(Referring expression data)
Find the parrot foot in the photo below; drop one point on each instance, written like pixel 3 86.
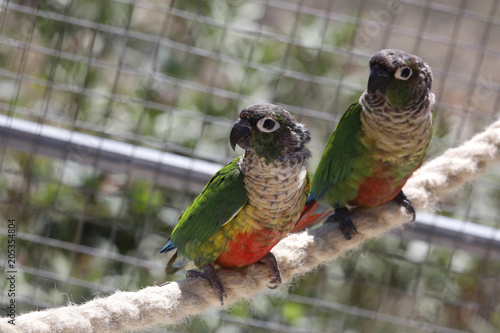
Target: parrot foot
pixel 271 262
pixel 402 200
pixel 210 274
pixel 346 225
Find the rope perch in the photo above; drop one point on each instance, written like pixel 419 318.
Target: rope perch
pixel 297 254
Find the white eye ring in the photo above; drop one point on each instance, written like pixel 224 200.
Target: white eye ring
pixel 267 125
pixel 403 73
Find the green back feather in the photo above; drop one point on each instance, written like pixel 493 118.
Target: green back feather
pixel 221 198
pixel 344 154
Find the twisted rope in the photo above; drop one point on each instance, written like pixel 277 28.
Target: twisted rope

* * *

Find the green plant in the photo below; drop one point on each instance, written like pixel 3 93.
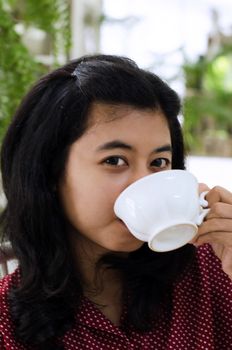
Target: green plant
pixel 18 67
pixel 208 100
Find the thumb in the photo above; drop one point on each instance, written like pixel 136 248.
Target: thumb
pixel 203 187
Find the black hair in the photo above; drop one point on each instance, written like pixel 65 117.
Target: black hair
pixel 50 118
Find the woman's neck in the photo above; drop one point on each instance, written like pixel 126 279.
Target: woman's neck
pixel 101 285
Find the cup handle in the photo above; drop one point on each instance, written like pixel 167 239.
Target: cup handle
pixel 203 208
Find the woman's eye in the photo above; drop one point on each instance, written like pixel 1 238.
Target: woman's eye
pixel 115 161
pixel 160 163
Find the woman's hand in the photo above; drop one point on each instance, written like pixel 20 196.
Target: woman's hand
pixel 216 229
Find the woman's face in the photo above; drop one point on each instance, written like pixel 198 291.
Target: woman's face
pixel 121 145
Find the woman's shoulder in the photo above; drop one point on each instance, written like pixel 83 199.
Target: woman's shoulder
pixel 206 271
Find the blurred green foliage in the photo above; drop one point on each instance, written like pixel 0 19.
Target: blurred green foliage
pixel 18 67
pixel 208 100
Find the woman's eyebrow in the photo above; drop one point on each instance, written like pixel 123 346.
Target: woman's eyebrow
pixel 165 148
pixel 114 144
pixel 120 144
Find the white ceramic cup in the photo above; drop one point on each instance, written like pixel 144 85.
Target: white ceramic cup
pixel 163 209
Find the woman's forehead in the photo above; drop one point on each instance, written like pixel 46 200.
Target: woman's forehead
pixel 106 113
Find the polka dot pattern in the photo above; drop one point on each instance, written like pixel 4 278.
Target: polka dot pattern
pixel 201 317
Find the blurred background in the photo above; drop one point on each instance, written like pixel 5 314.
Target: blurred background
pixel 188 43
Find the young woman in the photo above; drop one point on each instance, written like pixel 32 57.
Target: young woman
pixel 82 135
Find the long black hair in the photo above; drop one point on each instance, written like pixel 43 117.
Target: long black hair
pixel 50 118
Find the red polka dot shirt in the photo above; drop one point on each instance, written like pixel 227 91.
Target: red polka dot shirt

---

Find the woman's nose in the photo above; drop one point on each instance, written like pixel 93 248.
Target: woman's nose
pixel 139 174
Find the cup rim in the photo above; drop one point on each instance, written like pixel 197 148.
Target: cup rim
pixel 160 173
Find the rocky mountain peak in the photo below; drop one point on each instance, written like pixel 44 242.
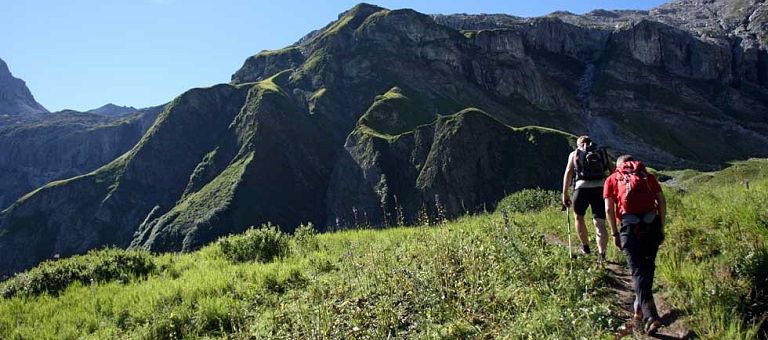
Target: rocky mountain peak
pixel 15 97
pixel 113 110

- Action item
Once you find the line with "Target: black hair" above, print it and every line after it up to and including the line with "Find the woman's forehead", exactly as written and nothing else.

- Solution below
Target: black hair
pixel 50 118
Find the woman's neck in the photo above; drop one point on each instance, written like pixel 126 279.
Target: woman's neck
pixel 101 285
Find the cup handle in the photo above; drop one point on each instance, written like pixel 167 239.
Target: cup handle
pixel 203 208
Find the woman's eye in the photo above; drop one point on each instance, written like pixel 1 238.
Target: woman's eye
pixel 115 161
pixel 160 163
Find the woman's hand in the photo above; drop one point on each instance, written like pixel 20 196.
Target: woman's hand
pixel 216 229
Find the woman's face in the photo above; drop one point on each instance, written like pixel 198 291.
Target: woman's face
pixel 121 145
Find the woman's shoulder in the photo above; drop one point on each instance, written like pixel 83 199.
Target: woman's shoulder
pixel 206 271
Find the blurred green foliage in the photo above; drop one point on each instance, written like pixel 0 19.
Target: blurred green foliage
pixel 18 67
pixel 208 100
Find the woman's eyebrow in the photo above; drop one point on each instance, written like pixel 123 346.
Target: woman's eyebrow
pixel 165 148
pixel 114 144
pixel 120 144
Find the white ceramic cup in the photo above; drop one point on each instance, written like pixel 144 85.
Target: white ceramic cup
pixel 163 209
Find the woman's forehead in the photo above; drop one point on each instance, written like pixel 46 200.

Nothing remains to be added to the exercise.